**WHAT YOU SHOULD DO**: Rewrite the part of the listing below that runs from the line containing "of the powdered" through the line containing "column 700, row 153" as a numbered list. Include both of those lines and skip any blank lines.

**LISTING**:
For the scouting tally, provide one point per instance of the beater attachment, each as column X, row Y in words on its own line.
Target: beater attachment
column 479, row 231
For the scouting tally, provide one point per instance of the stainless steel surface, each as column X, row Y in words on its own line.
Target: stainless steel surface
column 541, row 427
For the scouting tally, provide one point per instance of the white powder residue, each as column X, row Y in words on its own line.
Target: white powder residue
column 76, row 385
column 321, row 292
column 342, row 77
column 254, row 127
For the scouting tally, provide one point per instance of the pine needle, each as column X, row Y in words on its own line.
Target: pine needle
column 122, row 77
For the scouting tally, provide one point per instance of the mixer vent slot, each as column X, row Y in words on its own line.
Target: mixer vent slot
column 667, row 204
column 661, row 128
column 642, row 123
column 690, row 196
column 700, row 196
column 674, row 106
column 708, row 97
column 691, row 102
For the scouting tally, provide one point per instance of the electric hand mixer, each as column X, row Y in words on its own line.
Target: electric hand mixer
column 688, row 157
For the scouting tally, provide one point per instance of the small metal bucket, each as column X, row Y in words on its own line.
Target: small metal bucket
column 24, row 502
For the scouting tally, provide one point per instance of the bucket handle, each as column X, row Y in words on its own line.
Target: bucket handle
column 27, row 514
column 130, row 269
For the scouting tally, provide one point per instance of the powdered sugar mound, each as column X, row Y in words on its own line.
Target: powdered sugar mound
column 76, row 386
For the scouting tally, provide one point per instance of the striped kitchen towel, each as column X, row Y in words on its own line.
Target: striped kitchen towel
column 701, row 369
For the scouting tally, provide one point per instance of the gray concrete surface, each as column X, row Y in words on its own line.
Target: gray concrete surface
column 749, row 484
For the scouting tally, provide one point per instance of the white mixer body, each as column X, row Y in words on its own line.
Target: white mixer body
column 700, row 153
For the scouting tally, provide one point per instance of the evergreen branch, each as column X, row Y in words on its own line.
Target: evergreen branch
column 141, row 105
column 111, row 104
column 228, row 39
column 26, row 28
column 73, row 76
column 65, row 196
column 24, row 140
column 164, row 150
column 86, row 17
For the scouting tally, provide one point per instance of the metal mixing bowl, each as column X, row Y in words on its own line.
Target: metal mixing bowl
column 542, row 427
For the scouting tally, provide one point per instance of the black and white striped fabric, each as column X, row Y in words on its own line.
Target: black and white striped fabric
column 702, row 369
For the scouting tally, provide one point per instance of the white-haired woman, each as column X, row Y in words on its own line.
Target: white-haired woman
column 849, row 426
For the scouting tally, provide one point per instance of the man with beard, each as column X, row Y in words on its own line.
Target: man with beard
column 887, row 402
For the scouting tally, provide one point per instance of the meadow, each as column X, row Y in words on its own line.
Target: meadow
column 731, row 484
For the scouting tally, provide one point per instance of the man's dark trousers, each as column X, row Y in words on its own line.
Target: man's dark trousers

**THE ANSWER**:
1. For the scouting tally, provide one point per instance of the powdered sugar mound, each as column X, row Y in words on its own line.
2. Target: powdered sugar mound
3. column 76, row 386
4. For the scouting tally, provide one point per instance of the striped kitchen towel, each as column X, row Y in words on its own line.
5. Target: striped kitchen towel
6. column 701, row 369
7. For the scouting tally, provide one point per instance of the gray concrete surface, each as column X, row Y in words on its own line.
8. Target: gray concrete surface
9. column 749, row 484
10. For the scouting tally, provide one point per instance of the white mixer body, each as column X, row Y in words on its own line.
11. Target: white mixer body
12. column 700, row 153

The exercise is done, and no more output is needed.